__TO DO__
**a)** Translate into Spanish this sentence from the text about a young chess player: "Notwithstanding Tian’s big win, the national tournament was an opportunity for him to reflect on his playing style and improve his game."
**b)** Duplicate word for word the passage of the text about a young chess player, starting with "Notwithstanding Tian’s big" and going on through "reach that status.".
---------- DOCUMENT SECTION ----------
Tian had previously won a national championship in fifth grade, playing many of the same opponents as he did last month. Tian noted that his experience this year was far better than his championship win five years ago, partly due to the “beautiful” view of the Maryland National Harbor.

“It’s a joy to interact with opponents after the game,” Tian said. “We’ll review the game, and analyze our moves together. It’s a tight-knit community that I’m so grateful to be a part of.”

Notwithstanding Tian’s big win, the national tournament was an opportunity for him to reflect on his playing style and improve his game.

“I’ve come to realize that it’s not necessary to play the best move all the time,” Tian said. “A game of chess is not won through playing great moves, it’s won through capitalizing on your opponent’s mistakes.”

This was quite the case when he faced off against his opponent in the final round. Finding himself in a tight position in the initial stages of the game, Tian was able to come back to win the game by taking advantage of his opponent’s blunders.

Tian plans on continuing his chess career, and has his eyes on the Chess World Open in Philadelphia this summer. He is in pursuit of the Grandmaster title, the highest recognition in chess, which will make him one of 2,000 chess players to ever reach that status.

In addition, Tian seeks to use chess as a vehicle for change. The founder of Checkmate Autism, he dedicates many of his hours after school to teaching children on the autism spectrum chess skills to improve cognitive development and social skills.
---------- DATA TO EXAMINE ----------
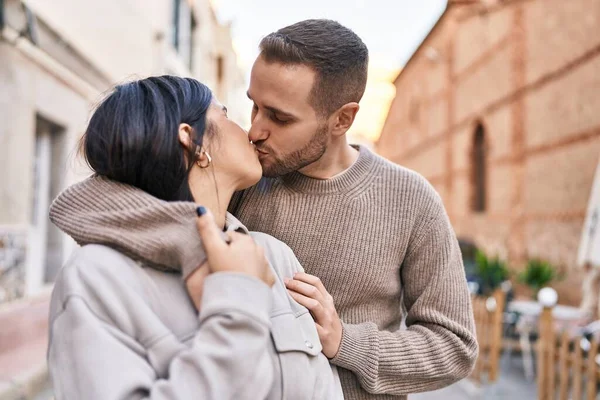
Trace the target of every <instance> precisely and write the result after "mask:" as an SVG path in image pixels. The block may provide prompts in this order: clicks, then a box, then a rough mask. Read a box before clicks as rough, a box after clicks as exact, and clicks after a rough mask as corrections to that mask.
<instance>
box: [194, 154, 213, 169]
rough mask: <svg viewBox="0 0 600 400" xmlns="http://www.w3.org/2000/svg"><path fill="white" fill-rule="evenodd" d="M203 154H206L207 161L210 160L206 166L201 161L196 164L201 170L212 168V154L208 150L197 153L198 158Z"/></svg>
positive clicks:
----------
__RESULTS FOR THE EXERCISE__
**a)** A pesar de la gran victoria de Tian, el torneo nacional fue una oportunidad para que él reflexionara sobre su estilo de juego y mejorara su juego.

**b)**
Notwithstanding Tian’s big win, the national tournament was an opportunity for him to reflect on his playing style and improve his game.

“I’ve come to realize that it’s not necessary to play the best move all the time,” Tian said. “A game of chess is not won through playing great moves, it’s won through capitalizing on your opponent’s mistakes.”

This was quite the case when he faced off against his opponent in the final round. Finding himself in a tight position in the initial stages of the game, Tian was able to come back to win the game by taking advantage of his opponent’s blunders.

Tian plans on continuing his chess career, and has his eyes on the Chess World Open in Philadelphia this summer. He is in pursuit of the Grandmaster title, the highest recognition in chess, which will make him one of 2,000 chess players to ever reach that status.